■ Document excerpt:
☆ ☆ ☆ ☆
On Jul 20, 4:42 pm, John Simons <[email protected]> wrote:
> This is also interesting:
> "At the end Windsor feels old and ugly (like it is with Monorail compared to
> MVC)."
>

Hey Guys --

I'm mostly a lurker here, so I hope you won't mind me 'uncloaking' and
tossing in my two cents, as I am wont to do from time to time. I have
used the Castle stack on a handful of non-trivial projects over the
past few years (specifically MonoRail with Windsor), so I have some
opinions.

I hope you realize that the feedback John has cited above is almost
certainly utter nonsense. In other words, the Microsoft Reality-
Distortion Field is so powerful that a great number of developers are
completely unable to use the rational senses when dealing with .NET
technologies. If it's from MSFT, it's wonderful; everything else
"feels old and ugly" (what in the world does that even *mean*?!!?).
This sort of nonsense is pervasive, and frankly it's why I've made a
concerted effort to get away from the .NET stack as much as possible
(I've spent the last year with python, django, postgres, debian,
etc.). You all have done a wonderful job with the Castle project, and
I feel sympathy for you, because in most any other technology stack
you would feel like true winners instead of MSFT MVC chasers (when in
reality ASP.NET MVC wouldn't exist if not for MR being alive and
awesome first).
☆ ☆ ☆ ☆
■ Data supplied:
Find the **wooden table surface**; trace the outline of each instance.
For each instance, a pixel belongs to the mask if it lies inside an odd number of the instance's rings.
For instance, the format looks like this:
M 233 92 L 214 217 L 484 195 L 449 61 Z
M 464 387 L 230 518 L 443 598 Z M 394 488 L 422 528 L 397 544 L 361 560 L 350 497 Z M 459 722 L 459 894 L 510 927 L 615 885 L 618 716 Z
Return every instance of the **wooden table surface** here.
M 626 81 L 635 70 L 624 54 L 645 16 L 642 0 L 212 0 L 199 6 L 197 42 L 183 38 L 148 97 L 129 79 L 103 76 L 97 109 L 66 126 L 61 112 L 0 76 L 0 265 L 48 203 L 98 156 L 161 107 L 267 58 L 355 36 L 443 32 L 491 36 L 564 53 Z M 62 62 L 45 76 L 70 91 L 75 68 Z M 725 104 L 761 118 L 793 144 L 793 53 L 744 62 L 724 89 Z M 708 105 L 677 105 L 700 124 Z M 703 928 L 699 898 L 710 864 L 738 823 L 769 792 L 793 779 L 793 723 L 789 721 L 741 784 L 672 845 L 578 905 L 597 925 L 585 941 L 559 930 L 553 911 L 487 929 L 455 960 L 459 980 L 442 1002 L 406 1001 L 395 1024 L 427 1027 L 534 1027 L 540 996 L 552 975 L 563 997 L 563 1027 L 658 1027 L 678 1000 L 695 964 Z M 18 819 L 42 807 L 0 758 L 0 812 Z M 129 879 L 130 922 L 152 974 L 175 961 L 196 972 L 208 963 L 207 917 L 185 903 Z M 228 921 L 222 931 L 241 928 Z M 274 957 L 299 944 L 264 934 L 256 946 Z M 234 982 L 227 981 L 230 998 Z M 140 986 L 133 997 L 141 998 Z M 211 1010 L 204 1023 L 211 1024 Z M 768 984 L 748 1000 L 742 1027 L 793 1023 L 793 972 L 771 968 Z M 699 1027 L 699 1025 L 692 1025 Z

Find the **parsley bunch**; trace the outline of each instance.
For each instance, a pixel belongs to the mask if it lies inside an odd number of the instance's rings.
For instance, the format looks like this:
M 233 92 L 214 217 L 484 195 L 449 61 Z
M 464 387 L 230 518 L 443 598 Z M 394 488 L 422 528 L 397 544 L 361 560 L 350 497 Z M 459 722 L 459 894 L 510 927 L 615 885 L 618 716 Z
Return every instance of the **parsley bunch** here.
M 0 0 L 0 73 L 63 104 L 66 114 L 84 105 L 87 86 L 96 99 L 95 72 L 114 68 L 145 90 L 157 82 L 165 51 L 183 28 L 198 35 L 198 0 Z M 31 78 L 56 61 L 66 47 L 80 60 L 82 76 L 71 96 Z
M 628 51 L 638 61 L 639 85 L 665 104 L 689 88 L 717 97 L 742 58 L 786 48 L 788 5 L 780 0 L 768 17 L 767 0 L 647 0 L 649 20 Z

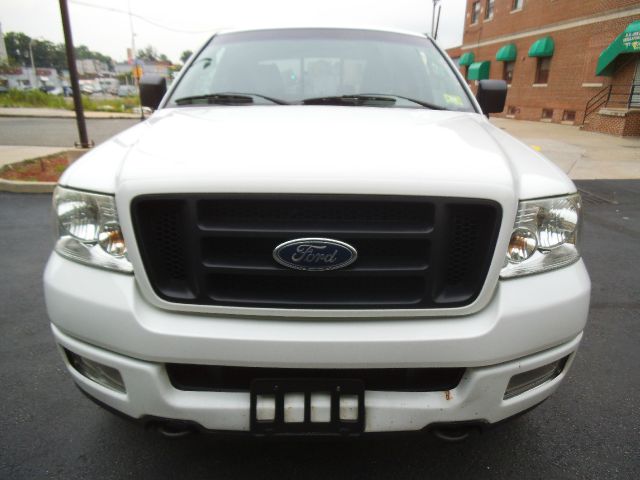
☆ ☆ ☆ ☆
■ Short task A:
Duplicate everything in the post about the Castle stack from "I'm mostly a" down to "that even *mean*?!!?).".
■ Short task B:
Answer these questions using the post about the Castle stack:
(i) Which two Castle components did the writer use together on projects?
(ii) Which technologies does the writer list from the past year?
(iii) What does the writer say would not exist without MR being alive first?
Base every answer solely on the text itself.

■ Correct answer A:
I'm mostly a lurker here, so I hope you won't mind me 'uncloaking' and
tossing in my two cents, as I am wont to do from time to time. I have
used the Castle stack on a handful of non-trivial projects over the
past few years (specifically MonoRail with Windsor), so I have some
opinions.

I hope you realize that the feedback John has cited above is almost
certainly utter nonsense. In other words, the Microsoft Reality-
Distortion Field is so powerful that a great number of developers are
completely unable to use the rational senses when dealing with .NET
technologies. If it's from MSFT, it's wonderful; everything else
"feels old and ugly" (what in the world does that even *mean*?!!?).

■ Correct answer B:
(i) MonoRail with Windsor
(ii) Python, django, postgres and debian
(iii) ASP.NET MVC